Excerpt –
# Solved: acer aspire 7741Z-4433



## kellyr (Feb 20, 2000)

hi, got a new aspire laptop couple years ago, but when windows 8 came out, I put it on the laptop, everything has been running good till about a month ago, and was wanting to put the windows 7 back on it, of course I did complete install. there was 2 partitions however made by acer with my restore info on that I did not alter. My question is "how do I access these partitions and go to acer restore or recover?


----------



## TheShooter93 (Jul 10, 2008)

Hello *kellyr*,

Here is the standard Acer Recovery Instructions (note that this process will delete all personal data on the drive):

1.	Power on the machine
2.	At the white ACER BIOS screen, hold the "Alt" key and press the "F10" key simultaneously to start Acer eRecovery
3.	Once eRecovery has loaded, click "Restore to Factory Default Settings"
4.	Click "OK" to continue
5.	From here, the eRecovery process will update all the data on the C: drive and restore a fully functional factory image (approximately 10 minutes).
6.	Once eRecovery has run, press "OK" to reboot unit

Let me know how that works for you. 

------------------------------------------------------

While I prefer Windows 7, what is your issue with Windows 8?

Perhaps we can resolve it instead of formatting the drive and installing Windows 7.


----------



## kellyr (Feb 20, 2000)

your solution worked great, much appreciated


----------



## TheShooter93 (Jul 10, 2008)

You're welcome. Glad to hear it worked. :up:


----------

Tasks to carry out –
1 - In the Acer recovery thread, which key combination starts Acer eRecovery at the white Acer BIOS screen?
2 - Transcribe the part of the Acer recovery thread starting with "Let me know" and going on through "with Windows 8?".

Given data –

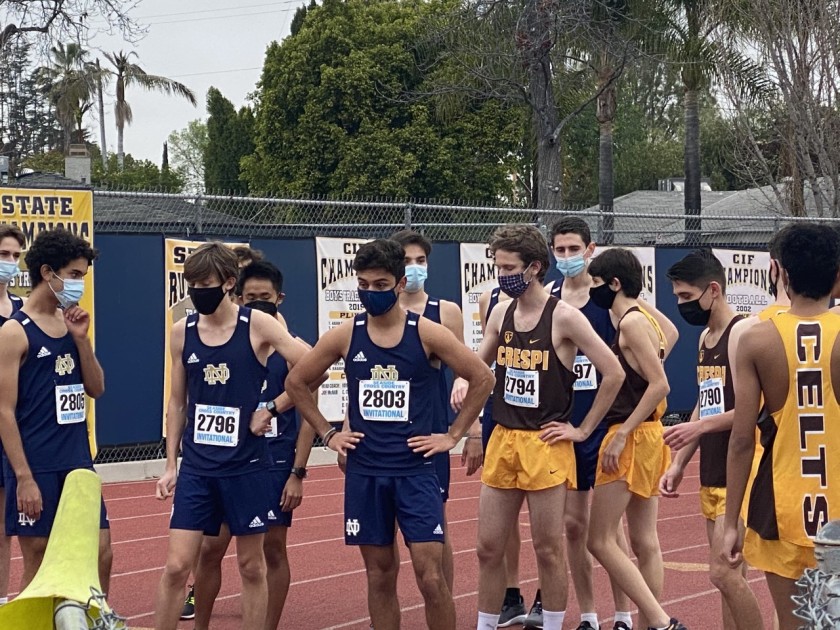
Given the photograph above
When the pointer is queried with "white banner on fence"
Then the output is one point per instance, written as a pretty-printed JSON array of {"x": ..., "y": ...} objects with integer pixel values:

Solutions to the tasks –
1 - Hold the Alt key and press F10 at the same time.

2 -
Let me know how that works for you. 

------------------------------------------------------

While I prefer Windows 7, what is your issue with Windows 8?